__Work instructions__. Restate the entries below word for word, omitting nothing.

* Start Raw data *

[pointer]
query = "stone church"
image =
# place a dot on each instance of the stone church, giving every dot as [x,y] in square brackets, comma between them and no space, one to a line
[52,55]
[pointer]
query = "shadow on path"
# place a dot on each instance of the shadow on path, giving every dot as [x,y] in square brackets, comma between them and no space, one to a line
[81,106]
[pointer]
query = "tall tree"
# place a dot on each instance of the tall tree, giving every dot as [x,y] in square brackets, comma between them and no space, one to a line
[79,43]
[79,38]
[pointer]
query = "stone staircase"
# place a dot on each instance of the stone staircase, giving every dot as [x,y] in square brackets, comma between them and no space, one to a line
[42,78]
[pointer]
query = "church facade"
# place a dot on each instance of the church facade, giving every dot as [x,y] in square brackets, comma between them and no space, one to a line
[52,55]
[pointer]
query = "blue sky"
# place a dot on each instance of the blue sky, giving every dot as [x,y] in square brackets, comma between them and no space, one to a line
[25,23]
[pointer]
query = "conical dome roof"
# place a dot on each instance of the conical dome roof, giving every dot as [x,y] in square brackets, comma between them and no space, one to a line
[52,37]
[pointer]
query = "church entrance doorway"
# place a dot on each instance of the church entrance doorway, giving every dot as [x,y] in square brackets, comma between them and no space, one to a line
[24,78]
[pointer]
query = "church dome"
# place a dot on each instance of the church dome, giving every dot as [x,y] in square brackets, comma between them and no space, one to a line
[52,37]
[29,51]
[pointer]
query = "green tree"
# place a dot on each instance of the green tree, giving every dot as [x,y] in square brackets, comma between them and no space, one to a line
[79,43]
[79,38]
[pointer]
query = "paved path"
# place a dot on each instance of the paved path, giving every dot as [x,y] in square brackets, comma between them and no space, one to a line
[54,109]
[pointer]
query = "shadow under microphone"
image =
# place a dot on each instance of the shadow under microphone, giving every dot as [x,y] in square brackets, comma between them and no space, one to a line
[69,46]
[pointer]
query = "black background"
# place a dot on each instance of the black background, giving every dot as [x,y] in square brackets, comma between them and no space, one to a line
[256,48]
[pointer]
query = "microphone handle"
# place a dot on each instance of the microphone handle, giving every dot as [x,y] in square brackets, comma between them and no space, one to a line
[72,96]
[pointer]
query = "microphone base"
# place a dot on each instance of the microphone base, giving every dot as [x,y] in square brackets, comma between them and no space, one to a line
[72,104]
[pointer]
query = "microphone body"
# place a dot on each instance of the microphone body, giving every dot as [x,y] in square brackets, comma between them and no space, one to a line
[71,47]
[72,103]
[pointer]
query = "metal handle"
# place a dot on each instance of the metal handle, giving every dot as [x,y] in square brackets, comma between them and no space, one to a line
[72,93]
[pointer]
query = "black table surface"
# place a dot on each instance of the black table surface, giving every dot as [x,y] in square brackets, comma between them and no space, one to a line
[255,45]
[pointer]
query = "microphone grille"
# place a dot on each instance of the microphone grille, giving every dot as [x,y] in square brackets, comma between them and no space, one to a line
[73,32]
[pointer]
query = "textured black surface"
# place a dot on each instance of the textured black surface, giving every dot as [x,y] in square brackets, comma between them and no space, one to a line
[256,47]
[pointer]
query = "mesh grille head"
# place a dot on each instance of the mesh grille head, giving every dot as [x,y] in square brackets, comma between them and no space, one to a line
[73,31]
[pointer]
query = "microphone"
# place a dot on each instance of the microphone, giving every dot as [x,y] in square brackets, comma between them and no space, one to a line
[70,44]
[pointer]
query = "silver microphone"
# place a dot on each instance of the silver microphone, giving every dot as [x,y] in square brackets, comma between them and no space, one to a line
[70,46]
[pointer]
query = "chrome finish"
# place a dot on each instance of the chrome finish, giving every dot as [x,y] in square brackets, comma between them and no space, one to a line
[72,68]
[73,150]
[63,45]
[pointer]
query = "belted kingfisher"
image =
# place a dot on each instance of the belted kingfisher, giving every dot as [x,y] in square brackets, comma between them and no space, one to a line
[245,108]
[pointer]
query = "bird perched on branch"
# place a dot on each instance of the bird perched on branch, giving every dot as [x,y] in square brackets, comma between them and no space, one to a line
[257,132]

* End Raw data *

__Solution__.
[pointer]
query = "stone church"
image =
# place a dot on each instance of the stone church, giving every dot as [x,y] in square brackets, comma between them and no space, one to a line
[52,55]
[pointer]
query = "shadow on path"
# place a dot on each instance of the shadow on path, giving every dot as [x,y] in square brackets, comma between them and no space, one to a line
[81,106]
[pointer]
query = "tall tree"
# place a dot on each instance of the tall tree, giving every dot as [x,y] in square brackets, comma between them and no space, one to a line
[79,43]
[79,38]
[pointer]
query = "stone staircase"
# place a dot on each instance of the stone staircase, giving every dot as [x,y] in square brackets, comma between them and no space, one to a line
[42,78]
[pointer]
query = "church facade"
# place a dot on each instance of the church facade, giving every dot as [x,y] in square brackets, comma between them and no space, one to a line
[52,55]
[pointer]
query = "blue sky"
# place a dot on each instance of the blue sky, giving every dot as [x,y] in square brackets, comma between them and no space, one to a line
[25,23]
[pointer]
query = "conical dome roof"
# place a dot on each instance of the conical dome roof, giving every dot as [x,y] in square brackets, comma between them and no space, one to a line
[52,37]
[pointer]
query = "church entrance doorway"
# place a dot on each instance of the church entrance doorway, giving every dot as [x,y] in square brackets, comma between them and no space, one to a line
[24,78]
[pointer]
query = "church dome"
# place a dot on each instance of the church dome, giving every dot as [x,y] in square brackets, comma between them and no space, one to a line
[52,37]
[29,51]
[pointer]
query = "green tree"
# place a dot on each instance of the green tree, giving every dot as [x,y] in square brackets, comma between them and no space, one to a line
[79,43]
[79,38]
[pointer]
query = "paved path"
# place a dot on each instance of the paved path, giving every dot as [x,y] in square brackets, comma between them and no space, one to a line
[54,109]
[pointer]
query = "shadow under microphone"
image =
# place a dot on each instance of the shadow under microphone, giving every dot as [x,y] in square brackets, comma between them and no space, one to a line
[69,46]
[pointer]
query = "black background"
# place a dot on each instance of the black background, giving every dot as [x,y] in square brackets, comma between them and no space, one to a line
[256,48]
[pointer]
query = "microphone handle"
# place a dot on each instance of the microphone handle, giving every dot as [x,y] in square brackets, comma between them and no space, one to a line
[72,96]
[pointer]
query = "microphone base"
# place a dot on each instance of the microphone base, giving every dot as [x,y] in square brackets, comma between them and no space, one to a line
[72,104]
[pointer]
query = "microphone body"
# place a dot on each instance of the microphone body, giving every dot as [x,y] in square brackets, comma between them and no space, one to a line
[71,47]
[72,103]
[pointer]
query = "metal handle"
# place a dot on each instance of the metal handle, giving every dot as [x,y] in square brackets, comma between them and no space, one to a line
[72,93]
[pointer]
query = "black table surface"
# place a dot on each instance of the black table surface, giving every dot as [x,y] in square brackets, comma between them and no space, one to a line
[255,45]
[pointer]
query = "microphone grille"
# place a dot on each instance of the microphone grille, giving every dot as [x,y] in square brackets, comma between them and no space, one to a line
[73,32]
[pointer]
query = "textured black surface"
# place a dot on each instance of the textured black surface, giving every dot as [x,y] in square brackets, comma between them and no space, one to a line
[256,47]
[pointer]
query = "mesh grille head"
# place a dot on each instance of the mesh grille head, giving every dot as [x,y] in square brackets, comma between them and no space, one to a line
[73,31]
[pointer]
query = "microphone"
# place a dot on each instance of the microphone, giving every dot as [x,y] in square brackets, comma between them and no space, one to a line
[70,44]
[pointer]
query = "silver microphone"
# place a dot on each instance of the silver microphone, giving every dot as [x,y] in square brackets, comma between them and no space, one to a line
[70,46]
[pointer]
query = "chrome finish"
# place a dot on each instance of the chrome finish, giving every dot as [x,y] in square brackets, comma between them and no space, one to a line
[72,68]
[73,150]
[63,45]
[pointer]
query = "belted kingfisher"
image =
# place a dot on each instance of the belted kingfisher, giving every dot as [x,y] in square brackets, comma between them and no space, one to a line
[245,108]
[pointer]
query = "bird perched on branch"
# place a dot on each instance of the bird perched on branch, giving every dot as [x,y] in square brackets, comma between them and no space, one to a line
[257,132]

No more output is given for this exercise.